:: EXCERPTED TEXT ::
The states are embracing federalism once again, and we have Obamacare to thank for it.
Several states have decided to push back against Washington’s takeover of the healthcare system and its expanding control over areas that neither Congress nor federal agencies have any constitutional authority to deal with.
The effort getting the most media attention comes from 20 states, led by Florida Atty. Gen. Bill McCollum, a Republican gubernatorial candidate, who have filed a lawsuit challenging the constitutionality of Obamacare’s individual mandate that requires Americans to buy health insurance or pay a penalty.
The states so far participating in the attorneys’ general lawsuit are: Florida, South Carolina, Nebraska, Texas, Utah, Louisiana, Alabama, Colorado, Michigan, Pennsylvania, Washington, Idaho, South Dakota, Indiana, North Dakota, Mississippi, Nevada, Arizona, Georgia and Alaska.
Along with other issues cited in the lawsuit, these states point out that Obamacare will add millions of Americans to Medicaid, the federal-state health insurance program for the poor. States are already struggling from lower tax revenues and will eventually have to shoulder billions of dollars in federally imposed costs to cover the new Medicaid enrollees.
NFIB on Board
And now the National Federation of Independent Business (NFIB), which represents some 350,000 small-business members, has decided to join the suit. That’s an important development. The NFIB was much too quiet in the early days of the healthcare reform debate. Now the organization has come to realize how bad the legislation will be for small businesses and has decided to fight it in court.
But challenging the constitutionality of Obamacare isn’t the only way states are demonstrating their independence. The American Legislative Exchange Council (ALEC), a membership organization of conservative state legislators, has been working with states to adopt model legislation known as the Freedom of Choice in Health Care Act. So far some 38 states (see box) have filed or prefiled the legislation and three states—Idaho, Virginia and Arizona—have already passed it in their legislatures.
The act prohibits a state’s citizens from being required to have health insurance or penalized if they don’t.
According to Christie Herrera, Health and Human Services Task Force director at ALEC: “The bad news for the President and congressional leaders is that conservatives have ‘big mo’ on our side. We’ve seen a groundswell of grassroots activists who are driving anti-Obamacare initiatives in the states, and who are motivated to elect conservative candidates who will continue that legacy.”
And more states will likely join the effort soon. For example, several state legislatures did not meet this year and so couldn’t introduce or pass the legislation. But lawmakers in Texas, Montana and Utah have indicated their intent to introduce the legislation when their state legislatures meet next year. In Colorado, the Independence Institute, a conservative think tank, is leading a ballot initiative so that citizens can vote on whether or not to fight Obamacare, since the Democratic-controlled statehouse won’t do it.

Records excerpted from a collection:
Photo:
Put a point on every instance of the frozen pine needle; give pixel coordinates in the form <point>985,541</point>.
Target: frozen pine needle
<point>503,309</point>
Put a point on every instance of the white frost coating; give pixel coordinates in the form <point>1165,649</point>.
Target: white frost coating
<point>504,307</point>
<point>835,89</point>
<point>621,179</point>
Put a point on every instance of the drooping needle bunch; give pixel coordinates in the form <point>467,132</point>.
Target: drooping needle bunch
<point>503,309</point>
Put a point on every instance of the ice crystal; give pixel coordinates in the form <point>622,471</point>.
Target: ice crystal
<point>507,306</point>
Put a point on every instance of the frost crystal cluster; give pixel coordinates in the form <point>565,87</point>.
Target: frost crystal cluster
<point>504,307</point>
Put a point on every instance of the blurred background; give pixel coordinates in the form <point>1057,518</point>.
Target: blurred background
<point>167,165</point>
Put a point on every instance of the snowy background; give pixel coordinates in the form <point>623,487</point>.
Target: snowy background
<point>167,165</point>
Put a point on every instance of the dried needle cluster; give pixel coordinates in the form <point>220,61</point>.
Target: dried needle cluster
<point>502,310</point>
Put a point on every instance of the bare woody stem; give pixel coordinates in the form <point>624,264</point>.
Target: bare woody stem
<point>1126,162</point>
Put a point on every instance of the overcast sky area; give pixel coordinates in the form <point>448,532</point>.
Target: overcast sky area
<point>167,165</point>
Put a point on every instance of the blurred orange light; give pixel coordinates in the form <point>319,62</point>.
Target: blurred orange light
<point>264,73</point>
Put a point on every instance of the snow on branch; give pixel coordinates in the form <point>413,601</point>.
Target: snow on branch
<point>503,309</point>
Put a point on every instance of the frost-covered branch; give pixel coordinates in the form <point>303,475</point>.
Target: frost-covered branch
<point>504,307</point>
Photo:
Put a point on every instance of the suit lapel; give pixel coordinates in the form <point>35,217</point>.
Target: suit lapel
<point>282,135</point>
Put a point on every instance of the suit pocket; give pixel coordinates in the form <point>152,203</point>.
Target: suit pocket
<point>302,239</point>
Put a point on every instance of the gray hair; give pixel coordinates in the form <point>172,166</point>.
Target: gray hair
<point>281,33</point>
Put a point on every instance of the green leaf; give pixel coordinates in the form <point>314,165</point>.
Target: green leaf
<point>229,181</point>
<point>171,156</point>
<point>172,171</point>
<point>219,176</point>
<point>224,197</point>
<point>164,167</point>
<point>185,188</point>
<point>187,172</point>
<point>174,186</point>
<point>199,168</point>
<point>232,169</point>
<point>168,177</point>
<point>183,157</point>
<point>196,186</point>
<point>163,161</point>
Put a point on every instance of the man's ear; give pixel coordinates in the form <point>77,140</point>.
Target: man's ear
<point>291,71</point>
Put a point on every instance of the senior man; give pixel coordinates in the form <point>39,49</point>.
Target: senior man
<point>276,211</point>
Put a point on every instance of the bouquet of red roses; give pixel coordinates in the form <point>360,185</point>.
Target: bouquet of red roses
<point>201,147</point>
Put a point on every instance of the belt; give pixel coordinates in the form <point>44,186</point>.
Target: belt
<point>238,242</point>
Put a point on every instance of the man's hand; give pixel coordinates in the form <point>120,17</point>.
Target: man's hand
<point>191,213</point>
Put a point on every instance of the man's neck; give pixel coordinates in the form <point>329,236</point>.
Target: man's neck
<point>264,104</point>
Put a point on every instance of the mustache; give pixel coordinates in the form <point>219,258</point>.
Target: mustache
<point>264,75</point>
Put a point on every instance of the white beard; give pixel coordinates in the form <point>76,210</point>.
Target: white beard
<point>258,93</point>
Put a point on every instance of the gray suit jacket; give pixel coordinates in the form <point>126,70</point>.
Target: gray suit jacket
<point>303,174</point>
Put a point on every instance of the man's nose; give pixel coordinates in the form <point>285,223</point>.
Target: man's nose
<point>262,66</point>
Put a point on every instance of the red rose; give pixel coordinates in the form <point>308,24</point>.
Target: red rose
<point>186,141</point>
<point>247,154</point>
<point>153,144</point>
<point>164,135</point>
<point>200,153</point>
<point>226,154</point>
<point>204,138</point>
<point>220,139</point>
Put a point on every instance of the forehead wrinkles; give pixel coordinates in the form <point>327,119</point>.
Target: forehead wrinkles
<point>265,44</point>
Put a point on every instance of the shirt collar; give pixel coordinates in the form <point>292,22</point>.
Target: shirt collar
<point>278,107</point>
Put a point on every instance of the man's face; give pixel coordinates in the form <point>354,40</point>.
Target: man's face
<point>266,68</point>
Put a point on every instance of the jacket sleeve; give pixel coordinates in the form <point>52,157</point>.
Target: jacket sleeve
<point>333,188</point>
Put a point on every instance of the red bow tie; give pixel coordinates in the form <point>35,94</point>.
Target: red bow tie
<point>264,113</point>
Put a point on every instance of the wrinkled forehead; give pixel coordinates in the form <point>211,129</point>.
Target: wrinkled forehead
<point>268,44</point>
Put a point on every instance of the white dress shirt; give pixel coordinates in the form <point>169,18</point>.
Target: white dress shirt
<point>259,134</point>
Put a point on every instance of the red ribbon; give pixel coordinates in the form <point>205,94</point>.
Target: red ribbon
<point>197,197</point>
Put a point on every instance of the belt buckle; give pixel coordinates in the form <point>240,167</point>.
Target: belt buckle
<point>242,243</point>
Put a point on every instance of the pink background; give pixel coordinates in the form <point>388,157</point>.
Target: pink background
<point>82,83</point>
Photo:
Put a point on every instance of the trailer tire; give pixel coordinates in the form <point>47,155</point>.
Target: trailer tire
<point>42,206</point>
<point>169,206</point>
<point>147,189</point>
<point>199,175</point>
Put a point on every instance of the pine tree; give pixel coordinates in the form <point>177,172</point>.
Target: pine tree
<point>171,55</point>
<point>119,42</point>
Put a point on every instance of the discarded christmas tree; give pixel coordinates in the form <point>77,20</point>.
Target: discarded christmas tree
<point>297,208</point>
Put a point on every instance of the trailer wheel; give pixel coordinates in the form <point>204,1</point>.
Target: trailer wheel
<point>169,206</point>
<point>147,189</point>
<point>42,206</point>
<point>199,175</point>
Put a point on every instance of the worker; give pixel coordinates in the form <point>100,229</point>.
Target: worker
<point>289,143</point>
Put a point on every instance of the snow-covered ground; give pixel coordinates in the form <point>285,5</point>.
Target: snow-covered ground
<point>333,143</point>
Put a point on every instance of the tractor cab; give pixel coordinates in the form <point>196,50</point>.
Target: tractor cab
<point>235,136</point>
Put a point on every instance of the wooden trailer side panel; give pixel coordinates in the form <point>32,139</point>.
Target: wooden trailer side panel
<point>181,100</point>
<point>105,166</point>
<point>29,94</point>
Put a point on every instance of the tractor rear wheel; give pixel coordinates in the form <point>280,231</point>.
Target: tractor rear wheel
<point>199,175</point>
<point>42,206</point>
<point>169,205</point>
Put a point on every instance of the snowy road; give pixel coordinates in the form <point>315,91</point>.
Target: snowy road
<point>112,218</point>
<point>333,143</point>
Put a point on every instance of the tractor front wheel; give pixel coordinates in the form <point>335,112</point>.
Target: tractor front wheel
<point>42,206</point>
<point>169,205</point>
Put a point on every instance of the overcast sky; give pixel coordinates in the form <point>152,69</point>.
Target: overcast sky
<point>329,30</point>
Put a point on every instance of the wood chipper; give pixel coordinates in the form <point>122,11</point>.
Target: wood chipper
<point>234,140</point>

:: WORK TO COMPLETE ::
a) According to the article on state opposition to Obamacare, which three states have already passed the Freedom of Choice in Health Care Act in their legislatures?
b) Summarize the article on state opposition to Obamacare in two sentences.
c) Continue the article on state opposition to Obamacare from where it stops.

:: RESULTS FOR EACH TASK ::
a) Idaho, Virginia and Arizona.

b) Twenty states led by Florida Atty. Gen. Bill McCollum have sued over the constitutionality of Obamacare's individual mandate, partly because new Medicaid enrollees will impose billions of dollars in costs on the states, and the National Federation of Independent Business has joined the suit. States are also adopting ALEC's model Freedom of Choice in Health Care Act, which bars requiring citizens to have health insurance; some 38 states have filed or prefiled it, and three have passed it.

c)
Some states are part of both efforts—challenging the constitutionality of the health insurance mandate and attempting to pass the Freedom of Choice Act—an overlap that actually enhances the fight. The Freedom of Choice in Healthcare Act puts the weight of a state’s legislature and citizens behind the effort, not just one elected official as in the lawsuit. Democrats cannot argue that the public supports Obamacare when the large majority of states are doing so much to fight it.
While some Republicans want to “repeal and replace” Obamacare, that effort will take time—and probably a new President who would sign the repeal. States, by contrast, are already taking the lead. Initially, Democrats and the media dismissed the states’ responses as silly and doomed to defeat. But several constitutional scholars have weighed in and it is clear that Obamacare raises serious constitutional issues.
As Supreme Court Justice Antonin Scalia wrote in Printz v. New York: “The federal government may neither issue directives requiring the states to address particular problems, nor command the states’ officers, or those of their political subdivisions, to administer or enforce a federal regulatory program. It matters not whether policymaking is involved and no case-by-case weighing of the burdens or benefits is necessary. Such commands are fundamentally incompatible with our constitutional system of dual sovereignty.”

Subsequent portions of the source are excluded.